::: TEXTE EXTRAIT
Héliciculture : élevage des escargots comestibles. Du nom scientifique de l’escargot, helix signifiant spirale en grec. Si vous ne lisez que cette introduction, ça vous fera déjà de quoi briller deux minutes en société ! Toutefois, il y a bien plus à découvrir avec Frédéric Marcouyoux dans son élevage à Vernot en Bourgogne, mais attention où vous marchez !

Comment devient-on éleveur d’escargots ?

C’est d’abord une histoire de changement de vie pour redonner du sens à son travail dans un environnement naturel. Chef de projet en informatique dans une PME dijonnaise, Frédéric Marcouyoux ne voulait plus avoir ses yeux rivés sur un écran dans son bureau. Sans aucune connexion avec le monde agricole, et bien sûr sans terre à disposition, il repéra quelques escargots autour de sa maison et de fil en aiguille décida de se lancer dans leur élevage.
::::::
■ CONSIGNE 1 ■
Redonnez tel quel le passage du texte sur l'élevage des escargots, de « Héliciculture : élevage » à « dans leur élevage. ».
::: ENREGISTREMENTS FOURNIS
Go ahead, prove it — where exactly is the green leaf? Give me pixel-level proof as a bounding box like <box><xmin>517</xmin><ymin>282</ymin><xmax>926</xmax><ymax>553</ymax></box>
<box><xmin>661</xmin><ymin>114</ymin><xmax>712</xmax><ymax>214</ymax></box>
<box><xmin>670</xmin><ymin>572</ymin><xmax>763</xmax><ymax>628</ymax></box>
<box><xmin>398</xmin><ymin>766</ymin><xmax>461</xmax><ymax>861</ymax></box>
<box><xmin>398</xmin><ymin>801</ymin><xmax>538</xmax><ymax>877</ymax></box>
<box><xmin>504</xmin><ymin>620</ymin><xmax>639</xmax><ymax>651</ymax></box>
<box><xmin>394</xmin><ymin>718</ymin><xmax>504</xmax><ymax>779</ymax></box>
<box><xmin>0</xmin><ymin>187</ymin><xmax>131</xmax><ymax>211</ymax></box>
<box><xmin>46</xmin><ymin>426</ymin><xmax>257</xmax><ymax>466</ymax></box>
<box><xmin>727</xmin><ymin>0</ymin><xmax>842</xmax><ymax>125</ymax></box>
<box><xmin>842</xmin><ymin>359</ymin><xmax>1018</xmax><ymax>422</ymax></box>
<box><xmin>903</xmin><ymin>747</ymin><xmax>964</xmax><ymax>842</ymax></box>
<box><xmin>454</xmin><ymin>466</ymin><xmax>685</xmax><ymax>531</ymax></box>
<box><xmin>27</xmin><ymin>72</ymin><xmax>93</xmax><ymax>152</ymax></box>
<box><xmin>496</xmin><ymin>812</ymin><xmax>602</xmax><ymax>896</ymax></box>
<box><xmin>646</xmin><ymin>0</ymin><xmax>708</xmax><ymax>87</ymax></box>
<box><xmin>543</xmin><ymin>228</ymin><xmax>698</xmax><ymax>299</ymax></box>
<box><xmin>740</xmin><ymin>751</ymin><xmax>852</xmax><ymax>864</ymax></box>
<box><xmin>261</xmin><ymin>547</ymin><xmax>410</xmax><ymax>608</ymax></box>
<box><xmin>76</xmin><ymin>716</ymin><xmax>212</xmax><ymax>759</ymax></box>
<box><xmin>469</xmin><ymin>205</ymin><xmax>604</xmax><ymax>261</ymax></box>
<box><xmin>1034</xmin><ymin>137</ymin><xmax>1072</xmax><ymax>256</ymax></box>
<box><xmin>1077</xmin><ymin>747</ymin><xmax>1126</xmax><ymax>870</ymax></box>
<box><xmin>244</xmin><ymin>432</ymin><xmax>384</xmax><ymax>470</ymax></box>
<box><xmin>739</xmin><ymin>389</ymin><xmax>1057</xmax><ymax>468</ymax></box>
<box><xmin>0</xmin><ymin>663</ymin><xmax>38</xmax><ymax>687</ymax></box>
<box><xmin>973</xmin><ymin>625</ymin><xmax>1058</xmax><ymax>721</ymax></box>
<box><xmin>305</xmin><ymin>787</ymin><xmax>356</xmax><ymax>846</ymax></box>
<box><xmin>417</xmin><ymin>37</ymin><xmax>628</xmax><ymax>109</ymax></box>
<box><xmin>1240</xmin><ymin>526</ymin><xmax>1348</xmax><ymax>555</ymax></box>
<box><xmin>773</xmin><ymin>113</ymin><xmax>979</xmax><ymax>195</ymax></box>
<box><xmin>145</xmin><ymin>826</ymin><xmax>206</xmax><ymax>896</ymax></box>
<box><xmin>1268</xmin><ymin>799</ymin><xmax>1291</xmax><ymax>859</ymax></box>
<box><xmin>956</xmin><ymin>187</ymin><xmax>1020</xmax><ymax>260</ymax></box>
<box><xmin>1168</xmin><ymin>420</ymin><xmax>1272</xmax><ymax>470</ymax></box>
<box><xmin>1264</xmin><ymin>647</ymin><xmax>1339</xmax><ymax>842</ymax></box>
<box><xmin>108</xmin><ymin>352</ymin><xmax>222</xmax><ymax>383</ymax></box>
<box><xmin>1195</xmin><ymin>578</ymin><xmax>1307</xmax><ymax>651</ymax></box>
::::::
■ CONSIGNE 2 ■
Repérez dans les enregistrements toutes les lignes où figure la chaîne « leaf », puis recopiez chacune d'elles intégralement.

■ RÉSULTAT 1 ■
Héliciculture : élevage des escargots comestibles. Du nom scientifique de l’escargot, helix signifiant spirale en grec. Si vous ne lisez que cette introduction, ça vous fera déjà de quoi briller deux minutes en société ! Toutefois, il y a bien plus à découvrir avec Frédéric Marcouyoux dans son élevage à Vernot en Bourgogne, mais attention où vous marchez !

Comment devient-on éleveur d’escargots ?

C’est d’abord une histoire de changement de vie pour redonner du sens à son travail dans un environnement naturel. Chef de projet en informatique dans une PME dijonnaise, Frédéric Marcouyoux ne voulait plus avoir ses yeux rivés sur un écran dans son bureau. Sans aucune connexion avec le monde agricole, et bien sûr sans terre à disposition, il repéra quelques escargots autour de sa maison et de fil en aiguille décida de se lancer dans leur élevage.

■ RÉSULTAT 2 ■
Go ahead, prove it — where exactly is the green leaf? Give me pixel-level proof as a bounding box like <box><xmin>517</xmin><ymin>282</ymin><xmax>926</xmax><ymax>553</ymax></box>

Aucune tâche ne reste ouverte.